[Image point grounding data]
######
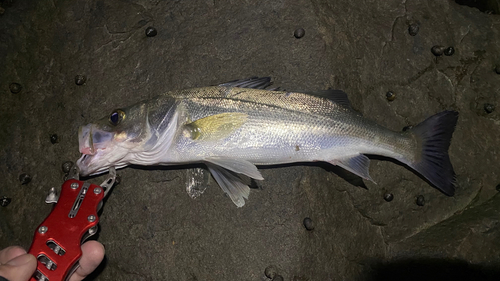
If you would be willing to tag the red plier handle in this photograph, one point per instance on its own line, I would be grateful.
(58, 239)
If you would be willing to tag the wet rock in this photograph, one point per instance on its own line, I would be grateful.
(5, 201)
(151, 31)
(278, 278)
(308, 224)
(449, 51)
(413, 29)
(390, 96)
(24, 178)
(66, 166)
(299, 33)
(271, 271)
(388, 197)
(80, 80)
(420, 200)
(54, 138)
(15, 88)
(438, 50)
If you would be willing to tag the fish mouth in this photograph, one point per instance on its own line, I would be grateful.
(85, 140)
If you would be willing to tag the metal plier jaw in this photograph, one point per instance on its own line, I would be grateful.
(73, 219)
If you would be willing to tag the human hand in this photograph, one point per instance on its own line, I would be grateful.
(17, 265)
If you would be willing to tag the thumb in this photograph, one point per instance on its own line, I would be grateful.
(20, 268)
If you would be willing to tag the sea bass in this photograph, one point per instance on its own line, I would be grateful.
(237, 125)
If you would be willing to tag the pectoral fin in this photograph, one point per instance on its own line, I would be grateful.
(230, 184)
(237, 165)
(358, 165)
(215, 127)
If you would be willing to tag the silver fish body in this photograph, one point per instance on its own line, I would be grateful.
(232, 129)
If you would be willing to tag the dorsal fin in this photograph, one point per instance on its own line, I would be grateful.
(337, 96)
(252, 82)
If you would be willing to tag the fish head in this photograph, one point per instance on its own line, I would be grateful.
(112, 140)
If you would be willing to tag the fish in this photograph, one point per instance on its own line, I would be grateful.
(234, 127)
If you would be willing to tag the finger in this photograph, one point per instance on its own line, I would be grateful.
(92, 255)
(10, 253)
(20, 268)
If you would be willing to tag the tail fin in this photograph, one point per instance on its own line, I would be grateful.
(434, 164)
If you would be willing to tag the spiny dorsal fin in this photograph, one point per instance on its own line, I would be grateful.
(252, 82)
(337, 96)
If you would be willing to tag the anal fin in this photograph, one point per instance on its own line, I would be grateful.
(230, 184)
(236, 165)
(358, 165)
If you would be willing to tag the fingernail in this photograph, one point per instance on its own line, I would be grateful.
(21, 260)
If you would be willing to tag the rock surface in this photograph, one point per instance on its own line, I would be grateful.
(153, 230)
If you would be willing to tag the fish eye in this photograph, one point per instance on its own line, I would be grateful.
(116, 117)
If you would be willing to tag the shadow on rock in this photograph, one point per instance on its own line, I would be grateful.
(430, 269)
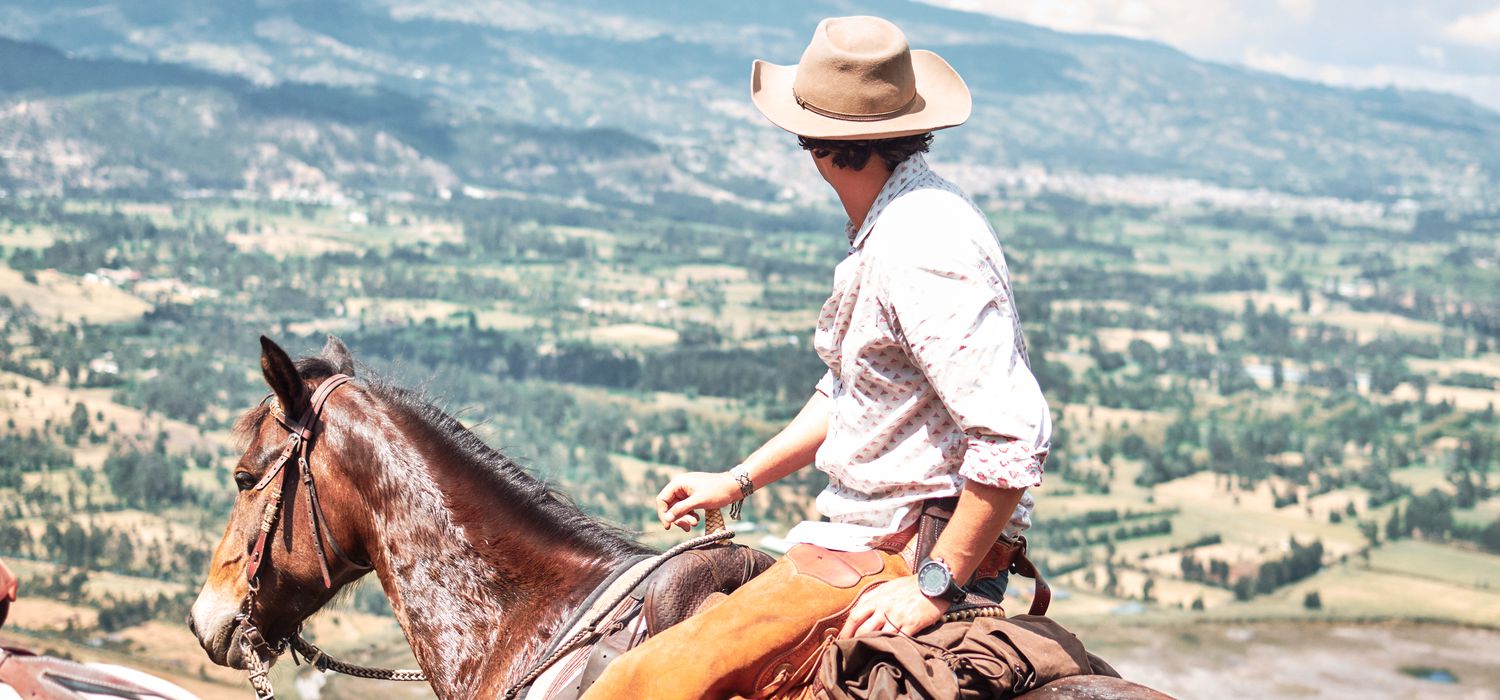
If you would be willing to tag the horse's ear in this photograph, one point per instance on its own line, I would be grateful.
(336, 354)
(281, 375)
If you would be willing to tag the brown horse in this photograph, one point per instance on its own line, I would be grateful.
(482, 562)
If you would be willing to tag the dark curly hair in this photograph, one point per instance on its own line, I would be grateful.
(854, 155)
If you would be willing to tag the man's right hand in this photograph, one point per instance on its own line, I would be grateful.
(693, 490)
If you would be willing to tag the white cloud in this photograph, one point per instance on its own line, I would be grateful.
(1440, 45)
(1299, 9)
(1481, 29)
(1187, 24)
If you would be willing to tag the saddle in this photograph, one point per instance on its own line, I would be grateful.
(683, 586)
(33, 676)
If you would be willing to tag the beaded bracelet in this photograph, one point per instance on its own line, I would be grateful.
(746, 489)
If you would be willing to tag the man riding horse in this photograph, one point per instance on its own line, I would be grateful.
(929, 402)
(929, 424)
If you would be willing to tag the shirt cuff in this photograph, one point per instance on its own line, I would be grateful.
(1002, 462)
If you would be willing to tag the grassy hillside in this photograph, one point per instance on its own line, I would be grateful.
(1260, 417)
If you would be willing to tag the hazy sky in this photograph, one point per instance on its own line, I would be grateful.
(1449, 45)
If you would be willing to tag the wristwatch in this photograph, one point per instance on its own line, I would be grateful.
(935, 580)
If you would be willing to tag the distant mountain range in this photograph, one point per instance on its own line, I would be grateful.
(311, 98)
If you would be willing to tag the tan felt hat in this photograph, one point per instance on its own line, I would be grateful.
(857, 80)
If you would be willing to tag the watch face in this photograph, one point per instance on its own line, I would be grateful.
(933, 579)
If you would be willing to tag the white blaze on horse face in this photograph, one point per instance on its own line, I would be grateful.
(213, 621)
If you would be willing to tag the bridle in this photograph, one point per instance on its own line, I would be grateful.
(300, 438)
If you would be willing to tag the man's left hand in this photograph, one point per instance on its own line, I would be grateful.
(894, 606)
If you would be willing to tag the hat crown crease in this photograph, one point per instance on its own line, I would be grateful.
(857, 68)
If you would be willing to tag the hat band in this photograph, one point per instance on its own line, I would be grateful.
(851, 117)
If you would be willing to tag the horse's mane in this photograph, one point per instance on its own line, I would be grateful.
(491, 465)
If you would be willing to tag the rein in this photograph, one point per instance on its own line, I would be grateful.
(300, 438)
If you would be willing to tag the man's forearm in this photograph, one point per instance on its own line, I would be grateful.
(794, 447)
(981, 516)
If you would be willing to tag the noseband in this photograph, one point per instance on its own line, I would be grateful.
(302, 435)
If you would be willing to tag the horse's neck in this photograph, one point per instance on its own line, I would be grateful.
(479, 591)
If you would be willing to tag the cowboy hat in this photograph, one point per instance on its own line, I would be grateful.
(857, 80)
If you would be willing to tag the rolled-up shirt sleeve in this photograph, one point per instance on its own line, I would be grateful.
(960, 329)
(827, 384)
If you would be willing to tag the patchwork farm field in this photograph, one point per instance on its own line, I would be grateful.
(1268, 450)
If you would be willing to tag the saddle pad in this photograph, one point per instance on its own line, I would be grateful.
(564, 675)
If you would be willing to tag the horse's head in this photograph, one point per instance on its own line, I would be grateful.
(288, 583)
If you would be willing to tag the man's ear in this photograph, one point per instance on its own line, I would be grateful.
(281, 375)
(338, 354)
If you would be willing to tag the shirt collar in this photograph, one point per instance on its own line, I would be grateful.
(903, 179)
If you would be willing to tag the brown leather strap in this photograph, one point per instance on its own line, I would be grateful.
(1022, 565)
(35, 676)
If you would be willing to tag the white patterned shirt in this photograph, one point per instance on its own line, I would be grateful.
(927, 367)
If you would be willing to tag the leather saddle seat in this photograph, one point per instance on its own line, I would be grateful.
(698, 579)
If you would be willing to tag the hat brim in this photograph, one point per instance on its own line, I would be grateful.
(942, 101)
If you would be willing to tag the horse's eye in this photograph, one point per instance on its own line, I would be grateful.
(245, 480)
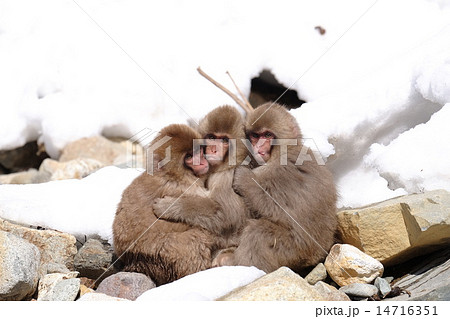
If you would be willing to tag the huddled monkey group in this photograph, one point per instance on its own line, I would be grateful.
(247, 196)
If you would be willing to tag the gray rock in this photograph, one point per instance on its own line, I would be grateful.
(359, 290)
(57, 249)
(93, 296)
(383, 286)
(126, 285)
(94, 259)
(319, 273)
(330, 293)
(19, 267)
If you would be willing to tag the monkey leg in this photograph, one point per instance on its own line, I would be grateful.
(266, 246)
(169, 256)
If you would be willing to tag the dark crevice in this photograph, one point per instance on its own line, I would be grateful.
(266, 88)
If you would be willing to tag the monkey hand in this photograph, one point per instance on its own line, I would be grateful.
(162, 207)
(242, 177)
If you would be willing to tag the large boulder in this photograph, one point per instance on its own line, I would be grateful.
(19, 267)
(282, 284)
(57, 249)
(347, 264)
(399, 229)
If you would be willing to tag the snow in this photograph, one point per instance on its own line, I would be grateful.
(198, 286)
(79, 207)
(377, 86)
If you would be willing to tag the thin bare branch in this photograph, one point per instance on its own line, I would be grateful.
(220, 86)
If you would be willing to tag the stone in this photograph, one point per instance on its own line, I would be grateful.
(73, 169)
(427, 278)
(330, 293)
(95, 296)
(319, 273)
(22, 158)
(97, 147)
(347, 264)
(127, 285)
(19, 267)
(66, 290)
(85, 290)
(27, 177)
(359, 290)
(57, 249)
(47, 284)
(383, 286)
(94, 259)
(282, 284)
(399, 229)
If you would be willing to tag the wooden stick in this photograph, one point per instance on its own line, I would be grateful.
(249, 106)
(220, 86)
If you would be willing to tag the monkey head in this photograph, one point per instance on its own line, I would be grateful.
(174, 155)
(272, 131)
(222, 128)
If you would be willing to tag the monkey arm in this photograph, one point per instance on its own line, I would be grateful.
(193, 210)
(263, 192)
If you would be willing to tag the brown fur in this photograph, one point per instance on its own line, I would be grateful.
(299, 231)
(223, 212)
(161, 249)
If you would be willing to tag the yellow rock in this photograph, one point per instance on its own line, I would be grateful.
(399, 229)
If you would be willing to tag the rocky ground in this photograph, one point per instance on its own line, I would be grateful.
(395, 250)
######
» Assignment: Repeat the line containing "If you would be willing to tag the stone" and all subsequent lines through the final line of the data, exactly and with no others.

» Solution for this exercise:
If you would be willing to tag the stone in this photograph, one point per instance on its own line, I would be grateful.
(73, 169)
(427, 278)
(330, 293)
(95, 296)
(319, 273)
(22, 158)
(97, 147)
(347, 264)
(127, 285)
(19, 267)
(66, 290)
(85, 290)
(27, 177)
(359, 290)
(57, 249)
(47, 284)
(383, 286)
(94, 259)
(282, 284)
(399, 229)
If you would be willing to tag the wooden stick in this photograph, one point per instance on its own line, I would be grateful.
(249, 106)
(220, 86)
If you would be willing to tag the monkey head in this photograph, one point per instance on its own line, I would be grateful.
(174, 155)
(272, 131)
(222, 128)
If you would be willing to tag the monkey arm in this photograph, one point per instance on its own line, I would be grateful.
(193, 210)
(263, 192)
If you would be willing to tag the brown fur in this photograph, one point per instance on its own line, I would be grateful.
(299, 231)
(223, 212)
(161, 249)
If you would be willing to tag the yellow rock in this photograph, one point per instance on its own line, I would be grateful.
(399, 229)
If you would be willing to tag the rocky ground in this photograph, one point per instance on its own line, I would be grateful.
(395, 250)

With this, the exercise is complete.